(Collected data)
━━━━━━━━━━━━━━━━

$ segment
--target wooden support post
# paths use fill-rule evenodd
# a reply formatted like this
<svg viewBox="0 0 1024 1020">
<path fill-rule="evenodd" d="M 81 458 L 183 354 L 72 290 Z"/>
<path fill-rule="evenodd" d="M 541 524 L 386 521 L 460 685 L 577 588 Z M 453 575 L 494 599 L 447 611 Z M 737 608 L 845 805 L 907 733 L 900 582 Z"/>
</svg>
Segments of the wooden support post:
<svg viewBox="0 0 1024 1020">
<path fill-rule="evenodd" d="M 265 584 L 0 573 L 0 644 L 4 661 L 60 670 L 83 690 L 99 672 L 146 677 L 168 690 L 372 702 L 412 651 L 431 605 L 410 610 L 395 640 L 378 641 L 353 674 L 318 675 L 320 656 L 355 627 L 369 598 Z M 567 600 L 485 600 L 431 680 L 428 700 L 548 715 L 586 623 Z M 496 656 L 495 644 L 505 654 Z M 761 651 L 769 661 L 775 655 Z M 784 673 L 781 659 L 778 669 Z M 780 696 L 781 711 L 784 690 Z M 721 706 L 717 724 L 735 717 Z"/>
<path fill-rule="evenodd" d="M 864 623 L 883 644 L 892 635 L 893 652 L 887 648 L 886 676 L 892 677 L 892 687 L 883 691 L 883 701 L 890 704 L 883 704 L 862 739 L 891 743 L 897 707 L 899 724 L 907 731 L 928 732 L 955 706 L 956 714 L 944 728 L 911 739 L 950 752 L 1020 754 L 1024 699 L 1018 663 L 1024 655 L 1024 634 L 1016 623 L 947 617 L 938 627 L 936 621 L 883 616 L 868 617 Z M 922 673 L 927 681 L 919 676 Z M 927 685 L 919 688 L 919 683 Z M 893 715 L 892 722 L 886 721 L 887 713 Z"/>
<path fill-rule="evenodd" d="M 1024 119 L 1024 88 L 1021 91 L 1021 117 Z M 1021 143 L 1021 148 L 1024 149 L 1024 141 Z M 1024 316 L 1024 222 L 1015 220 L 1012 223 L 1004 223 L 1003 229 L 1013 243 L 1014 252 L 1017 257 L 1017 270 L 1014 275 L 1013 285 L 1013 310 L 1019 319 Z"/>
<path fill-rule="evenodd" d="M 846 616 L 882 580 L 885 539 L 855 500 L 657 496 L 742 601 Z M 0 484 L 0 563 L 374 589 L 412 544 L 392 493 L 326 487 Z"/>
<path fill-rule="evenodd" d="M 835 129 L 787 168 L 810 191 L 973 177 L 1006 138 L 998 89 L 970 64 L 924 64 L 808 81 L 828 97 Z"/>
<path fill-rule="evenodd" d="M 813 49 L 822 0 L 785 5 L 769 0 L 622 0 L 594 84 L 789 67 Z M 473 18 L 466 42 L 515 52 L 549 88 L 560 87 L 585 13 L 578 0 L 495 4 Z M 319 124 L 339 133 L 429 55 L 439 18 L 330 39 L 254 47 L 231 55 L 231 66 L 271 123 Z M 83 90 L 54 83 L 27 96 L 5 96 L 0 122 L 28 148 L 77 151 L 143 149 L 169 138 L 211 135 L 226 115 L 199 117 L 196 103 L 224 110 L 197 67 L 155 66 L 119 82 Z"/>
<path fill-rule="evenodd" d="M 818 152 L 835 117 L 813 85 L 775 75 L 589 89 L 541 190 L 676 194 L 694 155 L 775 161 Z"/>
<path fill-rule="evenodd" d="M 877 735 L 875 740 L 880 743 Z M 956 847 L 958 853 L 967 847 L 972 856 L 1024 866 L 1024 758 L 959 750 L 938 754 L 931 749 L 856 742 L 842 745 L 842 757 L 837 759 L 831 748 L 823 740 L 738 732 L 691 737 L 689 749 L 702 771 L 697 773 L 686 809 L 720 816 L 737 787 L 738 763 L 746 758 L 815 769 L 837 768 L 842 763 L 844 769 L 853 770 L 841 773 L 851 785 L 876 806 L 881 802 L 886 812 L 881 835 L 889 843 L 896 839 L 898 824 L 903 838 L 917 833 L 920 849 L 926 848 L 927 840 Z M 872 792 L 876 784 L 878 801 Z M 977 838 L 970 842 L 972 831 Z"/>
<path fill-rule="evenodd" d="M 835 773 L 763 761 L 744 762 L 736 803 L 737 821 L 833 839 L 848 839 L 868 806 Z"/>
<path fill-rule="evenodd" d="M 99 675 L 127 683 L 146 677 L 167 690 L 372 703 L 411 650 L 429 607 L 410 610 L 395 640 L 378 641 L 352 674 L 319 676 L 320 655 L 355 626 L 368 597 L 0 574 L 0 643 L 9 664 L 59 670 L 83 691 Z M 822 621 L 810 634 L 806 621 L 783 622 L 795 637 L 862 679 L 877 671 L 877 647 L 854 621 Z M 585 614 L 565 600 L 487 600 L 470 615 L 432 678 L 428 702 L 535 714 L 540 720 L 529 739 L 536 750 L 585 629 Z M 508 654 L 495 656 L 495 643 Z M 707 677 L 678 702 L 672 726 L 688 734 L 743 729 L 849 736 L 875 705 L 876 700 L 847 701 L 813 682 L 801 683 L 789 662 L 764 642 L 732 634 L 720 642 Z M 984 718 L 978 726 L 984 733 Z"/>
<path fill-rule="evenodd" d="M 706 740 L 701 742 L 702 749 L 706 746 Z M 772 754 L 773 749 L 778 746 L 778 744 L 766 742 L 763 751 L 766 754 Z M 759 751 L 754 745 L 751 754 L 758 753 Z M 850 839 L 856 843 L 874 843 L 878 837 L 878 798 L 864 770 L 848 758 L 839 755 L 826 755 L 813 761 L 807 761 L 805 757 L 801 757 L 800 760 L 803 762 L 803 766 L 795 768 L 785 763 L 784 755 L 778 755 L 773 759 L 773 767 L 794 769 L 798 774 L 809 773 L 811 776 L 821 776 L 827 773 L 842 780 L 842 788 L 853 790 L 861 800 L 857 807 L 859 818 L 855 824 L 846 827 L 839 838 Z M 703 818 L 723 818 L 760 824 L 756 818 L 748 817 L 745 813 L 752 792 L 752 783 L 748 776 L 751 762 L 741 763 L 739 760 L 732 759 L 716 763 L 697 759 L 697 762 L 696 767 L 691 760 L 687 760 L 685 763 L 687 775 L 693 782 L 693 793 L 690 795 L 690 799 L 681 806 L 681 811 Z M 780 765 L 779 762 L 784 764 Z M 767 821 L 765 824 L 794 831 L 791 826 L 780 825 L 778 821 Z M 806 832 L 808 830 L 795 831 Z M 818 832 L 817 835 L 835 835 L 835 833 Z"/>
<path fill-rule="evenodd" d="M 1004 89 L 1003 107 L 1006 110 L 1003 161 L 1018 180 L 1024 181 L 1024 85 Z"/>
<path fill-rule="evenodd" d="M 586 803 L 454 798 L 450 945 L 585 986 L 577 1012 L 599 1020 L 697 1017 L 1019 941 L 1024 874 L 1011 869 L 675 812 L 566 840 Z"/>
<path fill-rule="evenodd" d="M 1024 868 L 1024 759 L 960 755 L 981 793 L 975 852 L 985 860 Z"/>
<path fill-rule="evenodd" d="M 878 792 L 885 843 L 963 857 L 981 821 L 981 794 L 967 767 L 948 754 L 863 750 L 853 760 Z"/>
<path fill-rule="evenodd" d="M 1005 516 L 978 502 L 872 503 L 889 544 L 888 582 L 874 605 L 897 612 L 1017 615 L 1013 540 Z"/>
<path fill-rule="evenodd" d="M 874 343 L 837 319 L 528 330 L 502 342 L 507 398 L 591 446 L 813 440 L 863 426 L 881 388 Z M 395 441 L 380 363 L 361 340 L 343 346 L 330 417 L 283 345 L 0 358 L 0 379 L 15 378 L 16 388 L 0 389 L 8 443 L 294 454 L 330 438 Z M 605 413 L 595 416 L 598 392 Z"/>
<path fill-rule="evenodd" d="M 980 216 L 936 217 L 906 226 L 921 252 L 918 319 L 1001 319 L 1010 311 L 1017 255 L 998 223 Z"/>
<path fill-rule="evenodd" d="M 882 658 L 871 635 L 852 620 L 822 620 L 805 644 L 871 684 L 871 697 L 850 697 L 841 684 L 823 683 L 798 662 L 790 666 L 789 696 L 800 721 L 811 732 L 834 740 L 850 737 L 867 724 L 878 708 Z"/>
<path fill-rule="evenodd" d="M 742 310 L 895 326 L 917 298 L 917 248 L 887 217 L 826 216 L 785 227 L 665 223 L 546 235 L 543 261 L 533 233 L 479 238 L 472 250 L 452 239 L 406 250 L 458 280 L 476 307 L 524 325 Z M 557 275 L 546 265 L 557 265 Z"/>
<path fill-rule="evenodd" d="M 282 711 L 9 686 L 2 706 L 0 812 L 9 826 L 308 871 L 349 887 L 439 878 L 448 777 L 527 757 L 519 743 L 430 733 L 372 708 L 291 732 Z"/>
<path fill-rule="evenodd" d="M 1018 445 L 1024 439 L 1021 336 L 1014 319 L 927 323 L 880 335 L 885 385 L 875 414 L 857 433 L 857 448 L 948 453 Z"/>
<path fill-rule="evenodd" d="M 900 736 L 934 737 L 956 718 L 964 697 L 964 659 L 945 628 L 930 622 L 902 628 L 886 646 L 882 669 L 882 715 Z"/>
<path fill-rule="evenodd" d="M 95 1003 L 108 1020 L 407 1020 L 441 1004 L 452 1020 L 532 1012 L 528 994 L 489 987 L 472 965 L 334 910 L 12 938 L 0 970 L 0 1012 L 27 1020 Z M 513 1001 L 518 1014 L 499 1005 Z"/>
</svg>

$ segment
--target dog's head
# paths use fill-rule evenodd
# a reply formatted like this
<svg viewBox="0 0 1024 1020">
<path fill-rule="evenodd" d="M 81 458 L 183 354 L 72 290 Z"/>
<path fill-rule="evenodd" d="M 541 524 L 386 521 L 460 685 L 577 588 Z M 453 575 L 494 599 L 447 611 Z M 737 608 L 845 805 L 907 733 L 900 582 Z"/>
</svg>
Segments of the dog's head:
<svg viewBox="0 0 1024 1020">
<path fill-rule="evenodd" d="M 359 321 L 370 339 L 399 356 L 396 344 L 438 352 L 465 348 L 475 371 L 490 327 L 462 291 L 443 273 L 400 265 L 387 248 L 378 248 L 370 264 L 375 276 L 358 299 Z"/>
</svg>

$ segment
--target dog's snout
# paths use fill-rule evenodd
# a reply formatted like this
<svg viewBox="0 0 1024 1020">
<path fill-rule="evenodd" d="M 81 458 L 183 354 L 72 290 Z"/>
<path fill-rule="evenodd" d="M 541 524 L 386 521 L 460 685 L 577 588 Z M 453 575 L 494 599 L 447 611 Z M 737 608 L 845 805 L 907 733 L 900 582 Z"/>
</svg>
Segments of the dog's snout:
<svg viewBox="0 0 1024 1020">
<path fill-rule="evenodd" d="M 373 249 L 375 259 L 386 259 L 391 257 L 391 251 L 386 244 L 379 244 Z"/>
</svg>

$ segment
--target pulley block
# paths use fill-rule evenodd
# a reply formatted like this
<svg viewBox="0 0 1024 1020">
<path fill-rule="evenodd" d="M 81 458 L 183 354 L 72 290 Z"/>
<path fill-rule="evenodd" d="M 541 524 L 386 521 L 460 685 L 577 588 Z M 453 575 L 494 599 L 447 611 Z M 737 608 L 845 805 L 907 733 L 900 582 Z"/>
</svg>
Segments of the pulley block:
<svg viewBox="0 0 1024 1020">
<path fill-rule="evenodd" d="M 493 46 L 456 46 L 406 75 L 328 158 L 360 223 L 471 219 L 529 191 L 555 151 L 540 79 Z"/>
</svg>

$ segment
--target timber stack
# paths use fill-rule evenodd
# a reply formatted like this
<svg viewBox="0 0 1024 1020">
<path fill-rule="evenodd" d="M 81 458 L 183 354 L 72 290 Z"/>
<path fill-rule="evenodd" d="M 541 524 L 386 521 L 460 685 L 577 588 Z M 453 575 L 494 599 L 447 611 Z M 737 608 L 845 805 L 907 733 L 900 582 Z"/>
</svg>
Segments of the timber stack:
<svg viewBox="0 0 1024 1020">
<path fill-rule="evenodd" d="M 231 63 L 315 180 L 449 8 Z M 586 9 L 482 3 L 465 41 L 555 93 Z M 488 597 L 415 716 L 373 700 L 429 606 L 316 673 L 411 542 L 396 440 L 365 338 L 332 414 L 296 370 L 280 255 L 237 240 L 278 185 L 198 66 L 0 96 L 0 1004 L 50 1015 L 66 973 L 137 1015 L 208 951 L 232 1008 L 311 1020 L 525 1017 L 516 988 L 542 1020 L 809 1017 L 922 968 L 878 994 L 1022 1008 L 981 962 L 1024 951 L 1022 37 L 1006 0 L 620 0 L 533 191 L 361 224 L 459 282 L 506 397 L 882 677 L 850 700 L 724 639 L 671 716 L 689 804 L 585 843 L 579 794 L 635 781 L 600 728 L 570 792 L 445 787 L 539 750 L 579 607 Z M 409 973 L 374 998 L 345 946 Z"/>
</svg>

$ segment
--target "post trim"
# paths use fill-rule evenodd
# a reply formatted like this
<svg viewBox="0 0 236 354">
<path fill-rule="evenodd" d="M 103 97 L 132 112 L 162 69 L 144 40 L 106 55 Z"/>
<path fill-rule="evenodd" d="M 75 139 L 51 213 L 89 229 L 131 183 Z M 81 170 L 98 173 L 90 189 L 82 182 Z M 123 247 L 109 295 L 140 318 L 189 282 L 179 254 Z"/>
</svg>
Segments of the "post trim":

━━━━━━━━━━━━━━━━

Go through the entries above and copy every line containing "target".

--target wooden support post
--target dog's head
--target dog's snout
--target pulley block
--target timber stack
--target "post trim"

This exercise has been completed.